Y así hemos visto avanzar forzadamente esta transición impuesta que parece tener por objetivo ineludible, ceder aquello que nos distingue y ha colocado como especie preponderante y sobreviviente en este mundo, habiendo construido una civilización con claroscuros, que también ha tenido, como es evidente, inclinaciones autodestructivas de cuando en cuando.
Tal vez lo más preocupante es la introducción indolente de estas tecnologías a sociedades tan desiguales como las actuales, en las que las enormes mayorías sólo cuentan con su fuerza de trabajo como único capital para invertirlo en economías de mercado ya decadentes, operantes aún en el mundo occidental.
Las habilidades relativas a la fuerza física y el uso del tiempo son la única moneda de cambio con la que miles de millones de seres humanos cuentan para negociar todos los días y así conseguir un bocado de pan para sus hogares, lo cual se traduce en trabajos precarizados y ya de por sí devaluados como servidumbre, cajeros de centros comerciales o tiendas de conveniencia, oficinistas y otras labores que un puñado de privilegiados miembros de élites, fuera de todo sentido común considerará rápidamente sustituible o innecesario gracias a un impune avance tecnológico en un camino que debería ser trazado por ideales más profundos y nobles que un simple “lo hacemos porque podemos”.
DA CAPO
A esta andanada en contra de la humanidad misma, veremos acompañar más propuestas absurdas y éticamente cuestionables como la idea de un ingreso básico universal, que los mismos impulsores del desarrollo de la IA proponen establecer a manera de disculpa anticipada y para darse a sí mismos un poco de paz a causa de remordimientos que los atormentan ya desde ahora, vislumbrando las consecuencias negativas de sus egoístas aventuras y sin embargo, lo más inquietante es aquello que ni ellos ni nosotros podemos aún pronosticar.
Hacemos comunicación al servicio de la Nación y si así no lo hiciéramos, que el chat nos lo demande.

Ejercicio planteado - Por favor, enumera los trabajos precarizados que el texto sobre la tecnología y el trabajo cita como ejemplos.

Información mostrada -
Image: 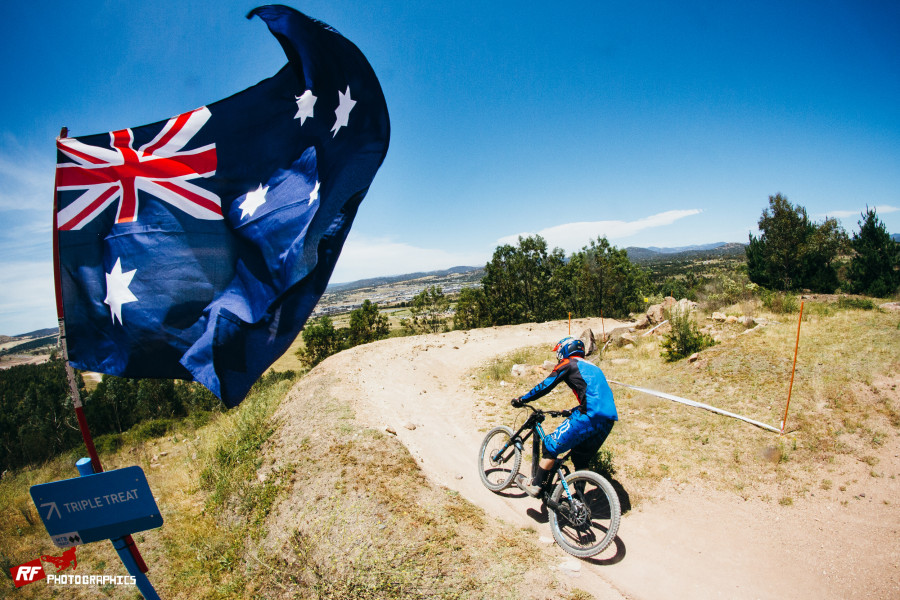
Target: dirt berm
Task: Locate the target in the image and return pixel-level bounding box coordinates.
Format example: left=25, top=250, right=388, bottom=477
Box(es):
left=262, top=319, right=900, bottom=600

Solución del ejercicio -
- Servidumbre
- Cajeros de centros comerciales o tiendas de conveniencia
- Oficinistas